## What you have to do
Copy the lines from the start of the records below through the line containing "positive clicks: (684, 156)", both included, and leave out the pictures.

## The input

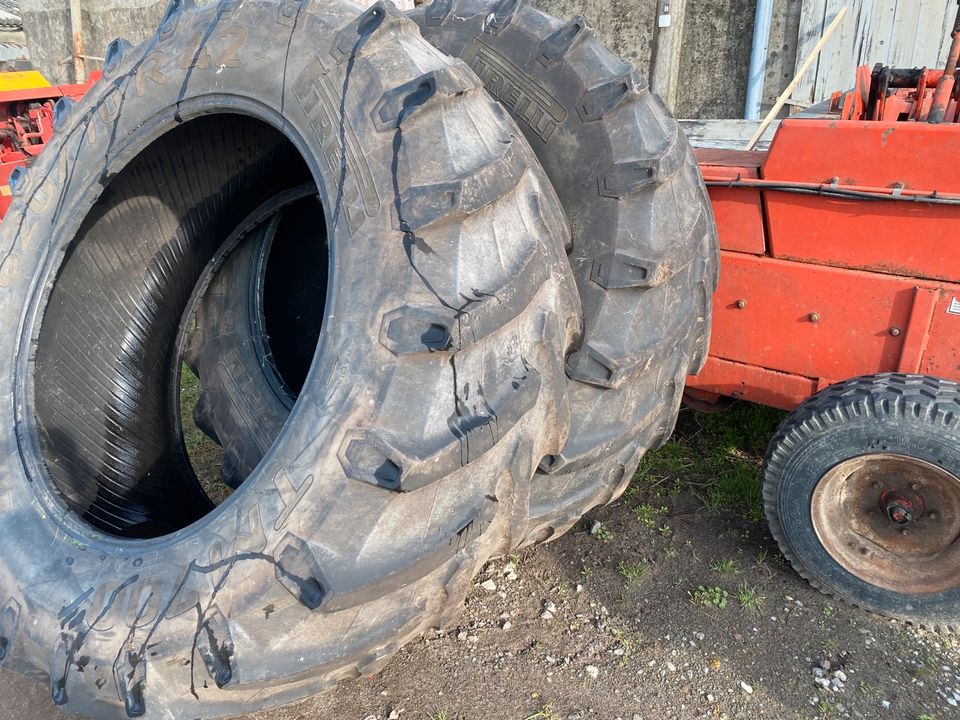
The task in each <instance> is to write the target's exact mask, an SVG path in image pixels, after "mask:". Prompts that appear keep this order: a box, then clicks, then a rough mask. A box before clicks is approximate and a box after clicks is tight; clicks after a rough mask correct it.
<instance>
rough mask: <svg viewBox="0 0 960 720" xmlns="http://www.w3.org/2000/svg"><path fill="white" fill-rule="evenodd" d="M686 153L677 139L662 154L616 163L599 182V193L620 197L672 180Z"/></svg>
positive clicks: (684, 156)
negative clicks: (668, 180)
mask: <svg viewBox="0 0 960 720" xmlns="http://www.w3.org/2000/svg"><path fill="white" fill-rule="evenodd" d="M686 154H687V150H686V147H685V146H684V144H683V143H681V142H680V139H679V137H678V136H674V138H673V141H672V142H671V143H670V145H669V147H667V149H666V150H664V152H663V153H661V154H659V155H657V156H655V157H651V158H643V159H635V160H625V161H623V162H618V163H615V164H614V165H613V166H612V167H611V168H610V169H609V170H607V172H606V173H604V174H603V175H601V176H600V177H599V179H598V187H599V191H600V194H601V195H602V196H604V197H610V198H622V197H626V196H627V195H632V194H633V193H635V192H638V191H640V190H644V189H646V188H648V187H652V186H654V185H660V184H662V183H664V182H665V181H667V180H669V179H670V178H672V177H673V176H674V175H676V174H677V173H678V172H680V169H681V168H682V167H683V164H684V162H686Z"/></svg>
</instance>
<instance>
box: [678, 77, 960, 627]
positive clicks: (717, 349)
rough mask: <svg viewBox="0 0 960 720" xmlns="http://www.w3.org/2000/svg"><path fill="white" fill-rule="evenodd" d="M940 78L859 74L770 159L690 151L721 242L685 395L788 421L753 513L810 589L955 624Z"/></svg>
mask: <svg viewBox="0 0 960 720" xmlns="http://www.w3.org/2000/svg"><path fill="white" fill-rule="evenodd" d="M952 75H953V71H951V73H950V75H948V76H947V78H946V80H945V79H944V73H943V72H930V71H927V70H923V69H921V70H906V71H902V70H893V69H890V68H883V67H877V68H875V69H872V70H871V69H870V68H866V67H865V68H861V69H860V70H859V71H858V74H857V77H858V80H857V86H856V88H855V89H854V90H853V91H851V92H848V93H837V94H836V95H834V97H833V100H832V102H831V103H830V107H829V112H827V113H825V114H823V115H820V116H816V117H797V118H794V119H789V120H785V121H784V122H783V123H782V124H781V125H780V127H779V129H778V130H777V132H776V134H775V136H774V138H773V142H772V144H771V146H770V149H769V150H768V151H767V152H744V151H737V150H703V151H701V152H700V153H699V159H700V163H701V168H702V170H703V174H704V177H705V179H706V181H707V184H708V186H709V190H710V196H711V198H712V200H713V207H714V211H715V214H716V219H717V225H718V227H719V235H720V245H721V254H722V262H721V274H720V286H719V289H718V291H717V294H716V296H715V300H714V321H713V339H712V344H711V348H710V360H709V362H708V363H707V365H706V368H705V369H704V370H703V372H702V373H701V374H700V375H699V376H697V377H692V378H690V379H689V383H688V390H687V399H688V401H689V402H690V403H691V404H693V405H694V406H696V407H699V408H701V409H718V408H722V407H724V405H725V404H728V403H729V399H730V398H743V399H746V400H751V401H753V402H758V403H762V404H765V405H772V406H775V407H779V408H783V409H786V410H792V411H793V412H792V413H791V415H790V416H789V417H788V418H787V420H786V421H785V422H784V424H783V425H782V426H781V427H780V429H779V430H778V431H777V433H776V435H775V437H774V438H773V440H772V441H771V443H770V446H769V448H768V451H767V458H766V462H765V466H764V473H763V482H764V488H763V492H764V501H765V510H766V515H767V520H768V522H769V525H770V528H771V531H772V533H773V535H774V536H775V537H776V539H777V541H778V542H779V544H780V547H781V549H782V551H783V553H784V555H785V556H786V557H787V558H788V559H789V560H790V561H791V563H792V564H793V565H794V567H795V568H796V569H797V570H798V571H799V572H800V574H802V575H804V576H805V577H807V578H808V579H809V580H810V581H811V582H812V583H813V584H814V585H815V586H817V587H819V588H821V589H823V590H825V591H827V592H830V593H832V594H834V595H837V596H839V597H843V598H846V599H848V600H851V601H853V602H855V603H857V604H859V605H861V606H864V607H867V608H870V609H873V610H876V611H878V612H881V613H883V614H886V615H891V616H894V617H901V618H904V619H907V620H913V621H919V622H923V623H925V624H929V625H933V626H945V627H948V626H950V625H951V623H952V620H951V618H952V617H956V612H955V608H956V607H957V606H958V604H960V386H958V385H957V384H955V383H956V381H960V343H958V338H960V173H958V170H957V169H958V167H960V124H957V121H958V117H957V113H958V104H957V93H956V92H954V90H953V88H954V85H953V81H954V78H953V76H952Z"/></svg>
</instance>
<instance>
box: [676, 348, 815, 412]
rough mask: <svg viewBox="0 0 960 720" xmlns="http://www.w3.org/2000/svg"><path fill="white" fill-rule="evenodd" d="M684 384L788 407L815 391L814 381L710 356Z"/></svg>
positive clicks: (764, 402) (810, 394) (790, 406)
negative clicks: (707, 360)
mask: <svg viewBox="0 0 960 720" xmlns="http://www.w3.org/2000/svg"><path fill="white" fill-rule="evenodd" d="M687 387H691V388H696V389H698V390H705V391H707V392H710V393H716V394H717V395H724V396H726V397H735V398H740V399H742V400H749V401H750V402H756V403H760V404H761V405H769V406H771V407H778V408H781V409H783V410H792V409H793V408H795V407H796V406H797V405H799V404H800V403H802V402H803V401H804V400H806V399H807V398H808V397H810V396H811V395H813V394H814V393H815V392H816V391H817V381H816V380H811V379H810V378H805V377H801V376H799V375H788V374H786V373H781V372H777V371H776V370H767V369H766V368H762V367H757V366H756V365H747V364H743V363H735V362H730V361H729V360H721V359H720V358H716V357H711V358H710V359H709V360H708V361H707V365H706V367H704V368H703V370H702V371H701V372H700V374H699V375H697V376H696V377H692V376H691V377H690V378H688V379H687Z"/></svg>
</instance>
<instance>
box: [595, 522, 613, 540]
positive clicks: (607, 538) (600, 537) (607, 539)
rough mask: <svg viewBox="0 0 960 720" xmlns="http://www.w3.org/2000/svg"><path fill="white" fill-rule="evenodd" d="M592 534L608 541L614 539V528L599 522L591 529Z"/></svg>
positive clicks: (602, 539) (598, 538)
mask: <svg viewBox="0 0 960 720" xmlns="http://www.w3.org/2000/svg"><path fill="white" fill-rule="evenodd" d="M590 534H591V535H593V536H594V537H595V538H596V539H597V540H599V541H600V542H602V543H608V542H610V541H611V540H613V530H611V529H610V528H608V527H607V526H606V525H604V524H602V523H597V524H596V526H595V527H594V528H593V529H592V530H591V531H590Z"/></svg>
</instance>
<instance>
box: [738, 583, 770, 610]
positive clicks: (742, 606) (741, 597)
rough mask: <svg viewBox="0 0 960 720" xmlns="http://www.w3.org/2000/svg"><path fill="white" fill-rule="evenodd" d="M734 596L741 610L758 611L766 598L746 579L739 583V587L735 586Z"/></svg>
mask: <svg viewBox="0 0 960 720" xmlns="http://www.w3.org/2000/svg"><path fill="white" fill-rule="evenodd" d="M735 596H736V598H737V602H739V603H740V608H741V609H743V610H754V611H759V610H760V608H761V607H763V601H764V600H766V598H765V597H763V595H761V594H760V591H759V590H757V588H755V587H753V586H752V585H750V584H748V583H747V581H746V580H744V581H743V582H742V583H740V587H738V588H737V592H736V593H735Z"/></svg>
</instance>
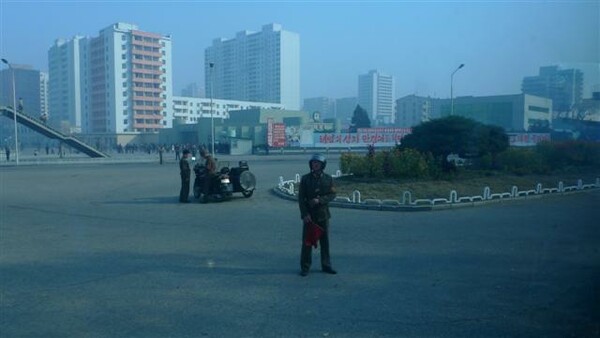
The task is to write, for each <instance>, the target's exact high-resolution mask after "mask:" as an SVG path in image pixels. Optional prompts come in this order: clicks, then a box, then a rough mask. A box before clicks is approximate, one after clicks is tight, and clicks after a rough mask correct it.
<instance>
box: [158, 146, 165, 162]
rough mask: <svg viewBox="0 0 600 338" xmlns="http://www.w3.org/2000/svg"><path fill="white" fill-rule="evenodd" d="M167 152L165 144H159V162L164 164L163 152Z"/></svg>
mask: <svg viewBox="0 0 600 338" xmlns="http://www.w3.org/2000/svg"><path fill="white" fill-rule="evenodd" d="M164 152H165V147H163V146H158V158H159V162H160V164H162V154H163V153H164Z"/></svg>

## Task output
The task in each <instance> is to write the target's exact mask, an SVG path in image pixels, after "mask:". Prompts that appear keep this order: a box, then clicks, then a rough mask. A box before clicks is approximate and a box after clicks is tight; clicks after a rough mask correct it.
<instance>
rough mask: <svg viewBox="0 0 960 720" xmlns="http://www.w3.org/2000/svg"><path fill="white" fill-rule="evenodd" d="M686 153L677 139L662 154L616 163L599 182V193L620 197L672 180Z"/></svg>
positive clicks: (684, 156)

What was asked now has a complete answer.